Task:
Rewrite the lines in the rows below, beginning at the line that has "segment --target=desert soil" and stopping after the line that has "Segment every instance of the desert soil.". Replace "desert soil" with "sandy soil" and leave everything else unchanged.

[Stored data]

-- Start --

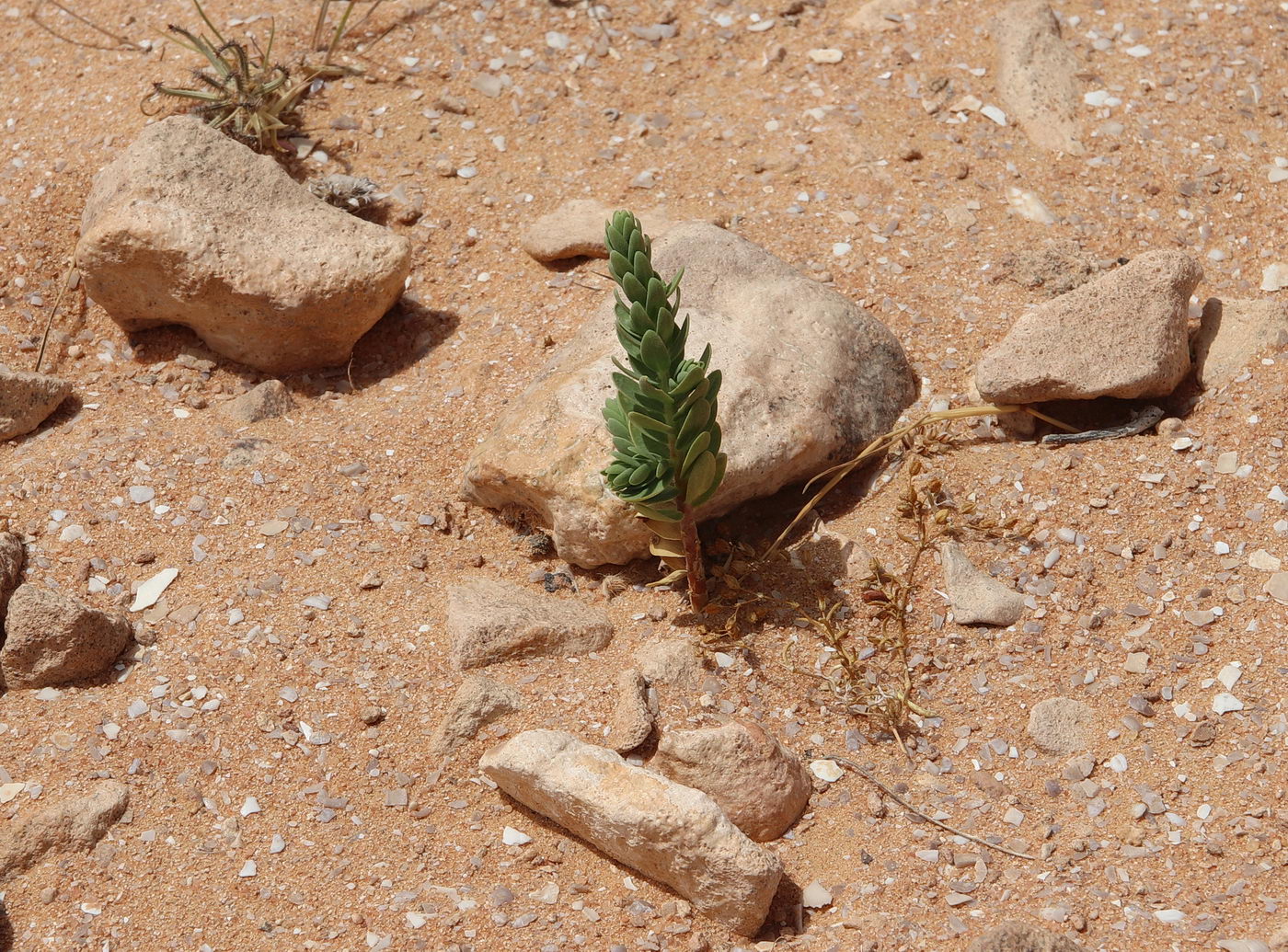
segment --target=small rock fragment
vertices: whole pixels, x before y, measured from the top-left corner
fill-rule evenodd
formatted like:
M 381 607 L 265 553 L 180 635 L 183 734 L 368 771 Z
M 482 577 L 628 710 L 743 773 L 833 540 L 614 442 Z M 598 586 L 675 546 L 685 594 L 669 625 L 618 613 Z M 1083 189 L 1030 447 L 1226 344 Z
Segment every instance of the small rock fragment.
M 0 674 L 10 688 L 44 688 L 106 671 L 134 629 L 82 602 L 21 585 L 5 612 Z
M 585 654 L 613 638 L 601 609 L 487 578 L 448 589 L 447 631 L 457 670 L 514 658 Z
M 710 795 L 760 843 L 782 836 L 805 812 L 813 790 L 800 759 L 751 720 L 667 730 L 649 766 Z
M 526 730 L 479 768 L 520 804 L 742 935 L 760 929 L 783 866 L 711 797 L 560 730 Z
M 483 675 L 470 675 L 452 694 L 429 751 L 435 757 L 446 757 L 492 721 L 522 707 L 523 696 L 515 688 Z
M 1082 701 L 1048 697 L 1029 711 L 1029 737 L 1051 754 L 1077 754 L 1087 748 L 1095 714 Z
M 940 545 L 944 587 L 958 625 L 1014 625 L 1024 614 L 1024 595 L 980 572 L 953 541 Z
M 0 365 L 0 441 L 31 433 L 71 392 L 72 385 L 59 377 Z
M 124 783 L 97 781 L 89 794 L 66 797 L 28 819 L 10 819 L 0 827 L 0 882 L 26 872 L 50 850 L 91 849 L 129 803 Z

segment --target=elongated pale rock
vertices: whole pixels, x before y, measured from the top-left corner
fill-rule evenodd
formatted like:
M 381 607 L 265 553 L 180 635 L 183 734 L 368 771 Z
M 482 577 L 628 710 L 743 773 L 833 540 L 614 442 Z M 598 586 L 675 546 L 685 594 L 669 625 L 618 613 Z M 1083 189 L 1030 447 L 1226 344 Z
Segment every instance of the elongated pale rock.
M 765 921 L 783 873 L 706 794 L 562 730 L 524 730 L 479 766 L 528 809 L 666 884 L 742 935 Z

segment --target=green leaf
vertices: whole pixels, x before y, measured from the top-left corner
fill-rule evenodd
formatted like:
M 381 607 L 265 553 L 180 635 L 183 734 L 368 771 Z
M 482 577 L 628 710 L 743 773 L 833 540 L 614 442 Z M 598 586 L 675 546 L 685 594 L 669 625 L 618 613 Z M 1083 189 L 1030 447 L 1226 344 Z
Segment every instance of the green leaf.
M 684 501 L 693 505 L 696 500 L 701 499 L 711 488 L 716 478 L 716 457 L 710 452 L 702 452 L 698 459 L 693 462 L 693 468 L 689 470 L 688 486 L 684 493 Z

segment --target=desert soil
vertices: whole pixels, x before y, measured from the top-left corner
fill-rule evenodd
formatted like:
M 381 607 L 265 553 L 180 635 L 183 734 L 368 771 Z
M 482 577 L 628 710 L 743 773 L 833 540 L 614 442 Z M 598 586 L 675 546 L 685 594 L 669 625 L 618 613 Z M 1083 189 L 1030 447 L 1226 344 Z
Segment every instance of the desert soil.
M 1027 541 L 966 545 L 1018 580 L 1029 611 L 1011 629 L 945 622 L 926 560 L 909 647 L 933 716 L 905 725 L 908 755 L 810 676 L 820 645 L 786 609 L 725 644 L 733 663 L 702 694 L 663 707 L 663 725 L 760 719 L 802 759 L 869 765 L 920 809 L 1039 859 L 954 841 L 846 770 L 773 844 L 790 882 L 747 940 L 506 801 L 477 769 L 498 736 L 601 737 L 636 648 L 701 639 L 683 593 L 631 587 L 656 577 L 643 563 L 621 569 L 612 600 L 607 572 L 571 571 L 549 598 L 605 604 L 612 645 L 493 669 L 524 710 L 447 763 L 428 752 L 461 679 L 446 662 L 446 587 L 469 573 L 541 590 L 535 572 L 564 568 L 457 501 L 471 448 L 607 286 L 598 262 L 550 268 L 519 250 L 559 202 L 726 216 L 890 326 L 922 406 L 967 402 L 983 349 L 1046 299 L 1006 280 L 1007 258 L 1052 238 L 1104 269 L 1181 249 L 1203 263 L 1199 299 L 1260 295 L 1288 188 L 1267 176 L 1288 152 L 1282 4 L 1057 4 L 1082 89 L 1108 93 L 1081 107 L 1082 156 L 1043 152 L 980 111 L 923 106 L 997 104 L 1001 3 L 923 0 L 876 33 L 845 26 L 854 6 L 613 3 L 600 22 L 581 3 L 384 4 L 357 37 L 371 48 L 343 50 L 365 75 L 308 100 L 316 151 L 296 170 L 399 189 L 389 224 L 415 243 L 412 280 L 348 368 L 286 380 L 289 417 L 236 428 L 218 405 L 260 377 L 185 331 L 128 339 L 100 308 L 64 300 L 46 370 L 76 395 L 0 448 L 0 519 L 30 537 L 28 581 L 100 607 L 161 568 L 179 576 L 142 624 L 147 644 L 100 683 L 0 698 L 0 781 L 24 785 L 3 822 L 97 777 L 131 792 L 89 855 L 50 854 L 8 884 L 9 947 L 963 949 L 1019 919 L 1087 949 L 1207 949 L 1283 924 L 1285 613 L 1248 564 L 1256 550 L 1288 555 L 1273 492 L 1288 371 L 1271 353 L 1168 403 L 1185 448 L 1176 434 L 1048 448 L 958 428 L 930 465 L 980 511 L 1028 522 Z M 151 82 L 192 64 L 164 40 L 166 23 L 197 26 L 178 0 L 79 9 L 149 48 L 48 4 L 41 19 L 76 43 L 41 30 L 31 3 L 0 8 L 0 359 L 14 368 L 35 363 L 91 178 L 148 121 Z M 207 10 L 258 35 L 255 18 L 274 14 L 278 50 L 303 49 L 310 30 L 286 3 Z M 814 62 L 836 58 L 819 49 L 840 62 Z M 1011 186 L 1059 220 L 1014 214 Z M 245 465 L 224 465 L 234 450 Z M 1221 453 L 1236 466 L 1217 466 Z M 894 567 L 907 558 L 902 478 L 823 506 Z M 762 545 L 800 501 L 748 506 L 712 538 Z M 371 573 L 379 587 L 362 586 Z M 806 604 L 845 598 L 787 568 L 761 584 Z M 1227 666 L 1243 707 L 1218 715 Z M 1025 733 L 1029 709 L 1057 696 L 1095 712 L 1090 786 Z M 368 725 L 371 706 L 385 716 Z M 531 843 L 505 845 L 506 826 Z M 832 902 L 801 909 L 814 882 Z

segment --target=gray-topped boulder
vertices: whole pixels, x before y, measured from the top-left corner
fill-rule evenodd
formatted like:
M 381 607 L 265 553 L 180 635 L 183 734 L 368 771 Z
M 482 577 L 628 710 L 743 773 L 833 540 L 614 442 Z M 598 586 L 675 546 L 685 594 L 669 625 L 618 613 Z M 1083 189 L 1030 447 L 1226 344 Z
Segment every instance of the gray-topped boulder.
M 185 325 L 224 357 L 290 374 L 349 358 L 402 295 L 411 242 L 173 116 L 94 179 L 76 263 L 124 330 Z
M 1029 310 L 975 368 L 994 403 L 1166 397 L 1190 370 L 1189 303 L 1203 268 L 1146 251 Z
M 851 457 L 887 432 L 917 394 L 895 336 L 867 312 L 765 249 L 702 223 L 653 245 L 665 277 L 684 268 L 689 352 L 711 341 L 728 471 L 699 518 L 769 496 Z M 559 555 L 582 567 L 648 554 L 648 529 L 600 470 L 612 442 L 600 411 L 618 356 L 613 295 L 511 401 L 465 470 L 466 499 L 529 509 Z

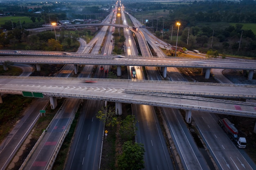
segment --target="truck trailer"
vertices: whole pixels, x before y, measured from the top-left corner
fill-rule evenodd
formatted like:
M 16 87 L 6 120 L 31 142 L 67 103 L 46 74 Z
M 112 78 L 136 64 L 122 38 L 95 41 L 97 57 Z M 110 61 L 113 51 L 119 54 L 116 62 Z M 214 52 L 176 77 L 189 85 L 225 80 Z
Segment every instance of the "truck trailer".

-- End --

Written answer:
segment --target=sandy soil
vertices: whole pixels, x before y, measured from the top-left corner
fill-rule evenodd
formatted like:
M 381 607 L 265 553 L 180 635 L 183 734 L 368 771 Z
M 482 577 L 628 710 L 743 773 L 833 540 L 614 442 Z M 598 586 L 675 546 L 685 594 L 669 625 L 618 613 Z M 1083 189 L 1030 447 L 1226 344 Z
Segment every instance of the sandy soil.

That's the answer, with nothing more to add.